Retype the material below line for line, keeping every character unchanged.

--- ROWS ---

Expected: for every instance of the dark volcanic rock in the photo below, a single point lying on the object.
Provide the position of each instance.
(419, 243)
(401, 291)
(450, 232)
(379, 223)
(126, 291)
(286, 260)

---

RESULT OF THE EXERCISE:
Expected: for every instance of the dark volcanic rock in the photo below, a single point lying on the object.
Provide the position of each instance.
(419, 243)
(401, 291)
(450, 232)
(379, 223)
(126, 291)
(286, 260)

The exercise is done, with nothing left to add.